What to produce
Can you restate the records below word for word?

********

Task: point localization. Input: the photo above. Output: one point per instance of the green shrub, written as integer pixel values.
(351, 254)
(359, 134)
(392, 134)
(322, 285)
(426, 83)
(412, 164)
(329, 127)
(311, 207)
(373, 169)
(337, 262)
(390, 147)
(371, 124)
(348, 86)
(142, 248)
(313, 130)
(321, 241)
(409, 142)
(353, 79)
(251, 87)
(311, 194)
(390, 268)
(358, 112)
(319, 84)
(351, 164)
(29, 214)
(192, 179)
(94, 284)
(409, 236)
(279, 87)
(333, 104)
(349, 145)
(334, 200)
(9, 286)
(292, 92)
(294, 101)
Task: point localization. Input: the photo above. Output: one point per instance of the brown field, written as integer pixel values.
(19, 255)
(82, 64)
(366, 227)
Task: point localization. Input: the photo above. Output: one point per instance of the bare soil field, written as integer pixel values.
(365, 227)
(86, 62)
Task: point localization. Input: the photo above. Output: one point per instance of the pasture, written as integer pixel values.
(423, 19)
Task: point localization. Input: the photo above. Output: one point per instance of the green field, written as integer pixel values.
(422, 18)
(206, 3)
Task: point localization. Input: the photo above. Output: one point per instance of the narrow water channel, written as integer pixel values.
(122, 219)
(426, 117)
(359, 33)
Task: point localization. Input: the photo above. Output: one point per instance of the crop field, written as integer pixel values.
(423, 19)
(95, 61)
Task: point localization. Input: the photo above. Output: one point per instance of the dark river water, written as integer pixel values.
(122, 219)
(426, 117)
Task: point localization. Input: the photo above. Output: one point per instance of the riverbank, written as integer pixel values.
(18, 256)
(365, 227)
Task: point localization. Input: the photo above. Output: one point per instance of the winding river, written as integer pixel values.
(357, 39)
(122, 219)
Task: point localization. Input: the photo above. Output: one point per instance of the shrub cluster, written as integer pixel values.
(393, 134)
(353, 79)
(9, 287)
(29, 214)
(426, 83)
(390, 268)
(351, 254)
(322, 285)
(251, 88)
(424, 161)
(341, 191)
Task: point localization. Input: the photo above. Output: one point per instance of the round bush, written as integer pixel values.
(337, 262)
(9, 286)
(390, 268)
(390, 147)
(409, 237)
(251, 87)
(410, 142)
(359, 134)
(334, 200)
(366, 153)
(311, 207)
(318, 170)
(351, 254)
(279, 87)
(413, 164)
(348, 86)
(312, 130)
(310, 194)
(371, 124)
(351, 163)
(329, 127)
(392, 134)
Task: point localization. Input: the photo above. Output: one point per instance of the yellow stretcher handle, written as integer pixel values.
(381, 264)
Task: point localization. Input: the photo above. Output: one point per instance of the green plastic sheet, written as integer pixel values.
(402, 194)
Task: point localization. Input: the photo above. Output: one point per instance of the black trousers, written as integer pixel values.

********

The completed task
Task: point localization. Input: the photo above. Output: one point per instance of the green shrub, written as integer pixel values.
(351, 254)
(359, 134)
(392, 134)
(322, 285)
(426, 83)
(412, 164)
(329, 127)
(311, 207)
(373, 169)
(337, 262)
(390, 147)
(371, 124)
(348, 86)
(142, 248)
(313, 130)
(321, 241)
(409, 142)
(353, 79)
(251, 87)
(311, 194)
(390, 268)
(358, 112)
(319, 84)
(351, 164)
(29, 214)
(192, 179)
(94, 284)
(409, 236)
(279, 87)
(333, 104)
(349, 145)
(334, 200)
(9, 286)
(292, 92)
(294, 101)
Task: point localization. Input: the photo above. Output: one point per instance of the brown field, written as integer pixel values.
(19, 255)
(82, 64)
(366, 227)
Task: point localization. Input: the photo above. Output: one point per instance of the bare soil field, written as integer pixel values.
(365, 227)
(86, 62)
Task: point localization. Input: the photo above. Output: one point per instance of the pasture, written as integer pixel values.
(423, 19)
Task: point localization. Input: the photo above. Output: one point per instance of the green field, written as integer pixel values.
(422, 18)
(206, 3)
Task: point localization. Input: the photo above. Output: one point per instance of the narrow water channel, written as integer pixel values.
(122, 219)
(426, 117)
(359, 33)
Task: point localization. Input: the photo above. Output: one point per instance of the crop field, written as integer pixel values.
(423, 19)
(95, 61)
Task: point localization. Input: the photo above. Output: one point per instance of the dark river water, written as integer pixel values.
(122, 219)
(426, 117)
Task: point localization. Input: the photo above. Output: one point per instance of the riverbank, written as integer pixel values.
(18, 256)
(365, 227)
Task: point localization. Input: the photo above. Output: one point per instance of the winding river, written as integer pixel values.
(357, 39)
(122, 219)
Task: point localization. Input: the photo above. Output: one point per instance of the shrub cluster, written as integer pixel values.
(393, 134)
(353, 79)
(9, 287)
(29, 214)
(426, 83)
(390, 268)
(351, 254)
(322, 285)
(251, 88)
(424, 161)
(341, 191)
Task: point localization. Input: the photo above. Output: one point per instance of the round bush, written as integer pixel values.
(337, 262)
(9, 286)
(390, 268)
(390, 147)
(409, 237)
(251, 87)
(410, 142)
(359, 134)
(334, 200)
(366, 153)
(311, 207)
(318, 170)
(351, 254)
(279, 87)
(413, 164)
(348, 86)
(312, 130)
(310, 194)
(371, 124)
(351, 163)
(329, 127)
(392, 134)
Task: point localization. Input: the photo above. Output: one point per instance of the yellow stretcher handle, written as integer pixel values.
(381, 264)
Task: point localization. Input: the photo above. Output: one point per instance of the green plastic sheet, written as integer pixel values.
(402, 194)
Task: point localization. Input: the photo above. Output: one point per instance of the black trousers, written as integer pixel values.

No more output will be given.